■ 本文抜粋
====================

魚介にも、ワンコが食べていいものといけないものがあります。

家族が食事中に、お刺身をちょこっと分けてもらうワンコも多いのではないでしょうか?
しつけ的にはともかく。笑
飼い主が、与えてよいものといけないものを把握しておくことで、安心して与えることができます。

絶対に与えてはいけない魚介

塩分過多や消化不良のほか、「チアミン欠乏症」を引き起こす可能性があるため、特に生では与えてはいけません。

食品 生食 加熱 注意点
イカ
スルメ
× × 消化不良やチアミン欠乏症の原因になるので与えない
スルメは胃の中で膨れるため危険
珍味の味つけされたイカ・スルメは塩分・糖分・添加物が多い
どうしても与えたい場合は加熱して小さく切り、少量にする
エビ × × 消化不良やチアミン欠乏症の原因になるので与えない
加熱したものをごく少量であれば問題ない場合もある
犬用のエビを使ったおやつも、体質によっては合わないこともある
カニ × × チアミン欠乏症の原因になるので基本的に与えない
加熱したものをごく少量であれば問題ない場合もある
甲羅や殻は取り除く
甲殻類アレルギーに注意する
塩鮭 × × 塩分過多になるため、人間用の塩鮭は与えない
シシャモ × × 塩漬けして干してあるため、塩分が非常に多い
タコ × × 消化不良やチアミン欠乏症の原因になるので与えない
ごく少量をうっかり食べた程度では問題ないが、大量に食べたり異変が見られたら動物病院を受診する
フグ × × フグ毒に当たる可能性がある
誤って食べ、嘔吐・下痢・けいれんなどの症状が見られたらすぐに動物病院を受診する
魚肉ソーセージ
(人間用)

====================

■ 資料

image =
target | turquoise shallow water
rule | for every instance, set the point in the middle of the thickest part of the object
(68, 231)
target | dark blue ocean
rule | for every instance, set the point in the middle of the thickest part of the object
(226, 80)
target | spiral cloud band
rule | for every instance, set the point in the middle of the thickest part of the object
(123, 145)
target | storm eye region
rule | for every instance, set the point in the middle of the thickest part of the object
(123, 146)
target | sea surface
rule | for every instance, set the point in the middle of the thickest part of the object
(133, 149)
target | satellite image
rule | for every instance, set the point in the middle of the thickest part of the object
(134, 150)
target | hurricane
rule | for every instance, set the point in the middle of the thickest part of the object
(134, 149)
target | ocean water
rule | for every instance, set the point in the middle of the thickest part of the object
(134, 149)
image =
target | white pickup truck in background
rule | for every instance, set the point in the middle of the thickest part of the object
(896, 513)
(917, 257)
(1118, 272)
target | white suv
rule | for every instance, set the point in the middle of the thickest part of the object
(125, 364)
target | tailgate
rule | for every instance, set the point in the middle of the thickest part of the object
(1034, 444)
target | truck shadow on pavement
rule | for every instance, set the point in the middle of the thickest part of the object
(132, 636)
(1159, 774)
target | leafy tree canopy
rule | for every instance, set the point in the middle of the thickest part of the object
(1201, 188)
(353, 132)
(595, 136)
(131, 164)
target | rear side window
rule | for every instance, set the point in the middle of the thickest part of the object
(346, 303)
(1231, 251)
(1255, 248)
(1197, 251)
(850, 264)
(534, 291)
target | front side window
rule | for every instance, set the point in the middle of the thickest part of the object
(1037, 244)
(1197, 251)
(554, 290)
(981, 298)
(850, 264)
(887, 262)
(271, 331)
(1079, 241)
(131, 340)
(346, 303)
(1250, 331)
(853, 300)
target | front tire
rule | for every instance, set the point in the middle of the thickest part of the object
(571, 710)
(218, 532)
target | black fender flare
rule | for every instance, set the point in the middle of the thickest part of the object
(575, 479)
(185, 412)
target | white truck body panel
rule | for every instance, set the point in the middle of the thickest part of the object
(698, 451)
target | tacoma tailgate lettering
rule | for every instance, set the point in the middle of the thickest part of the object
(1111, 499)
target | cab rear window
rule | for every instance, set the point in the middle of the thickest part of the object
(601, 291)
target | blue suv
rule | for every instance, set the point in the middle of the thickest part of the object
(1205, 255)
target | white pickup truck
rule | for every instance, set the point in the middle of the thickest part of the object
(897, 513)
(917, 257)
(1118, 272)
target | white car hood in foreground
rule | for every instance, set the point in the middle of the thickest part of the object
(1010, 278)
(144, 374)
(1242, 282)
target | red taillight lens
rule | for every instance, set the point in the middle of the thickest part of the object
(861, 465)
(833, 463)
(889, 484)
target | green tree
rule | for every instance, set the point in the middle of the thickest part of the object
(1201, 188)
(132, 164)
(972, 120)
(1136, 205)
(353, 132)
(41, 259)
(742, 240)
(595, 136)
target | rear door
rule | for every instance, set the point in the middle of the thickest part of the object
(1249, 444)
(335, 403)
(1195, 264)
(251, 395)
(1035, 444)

====================

■ 練習問題
1) 犬に与えてはいけない魚介についての抜粋によると、スルメが危険とされるのはなぜですか。
2) 犬に与えてはいけない魚介についての抜粋を、最後に示された箇所の後から書き継ぎなさい。

■ 解答
1) 胃の中で膨れるためです。

2)
× × 人間用の商品は塩分・添加物が多く、タマネギが入っていることもあるので与えない
犬用の商品はビニールごと食べないよう注意する
小型犬は特にカロリー過多になるため「おやつ」として適量を与える
魚の骨 × × 内臓を傷つけたり刺さった箇所が炎症を起こす危険がある
魚を与える時は完全に骨を取り除くか、ミキサーにかけたりすりつぶしたりする

魚のエラ
はらわた

× × エラは骨と同じく喉や内臓を傷つけるおそれがある
内臓は傷みやすく、身と比べて汚染度が高いため、与えない方が無難

チアミン欠乏症とは?

チアミンとはビタミンB1のことです。
エネルギーの産出・代謝など多くの生化学反応に関与しており、神経・心臓の正常な機能に必要不可欠です。

哺乳動物は、体内でチアミンを生成することができないため、食物から摂取する必要があります。
欠乏すると疲労感に襲われ、重度の欠乏症(脚気=かっけ)では、神経・筋肉・心臓・脳に影響が及び、最終的には死に至ります。

生の魚介にはチアミナーゼが含まれる

「チアミナーゼ(旧称「アノイリナーゼ」)」は、淡水魚・貝類・微生物などに存在するビタミン B1分解酵素です。
腸管内で食物中のビタミンB1を破壊するため,チアミン欠乏症の原因となります。

この酵素は加熱すると失活するため、魚介は十分に加熱して与えます。
カニ・イカ・タコ・エビ・貝類にも、チアミナーゼは含まれています。
これらは「絶対に食べてはいけない」ものではありませんが、与えるメリットも少なく、消化不良やアレルギーの心配もあるため、あえて与える必要はありません。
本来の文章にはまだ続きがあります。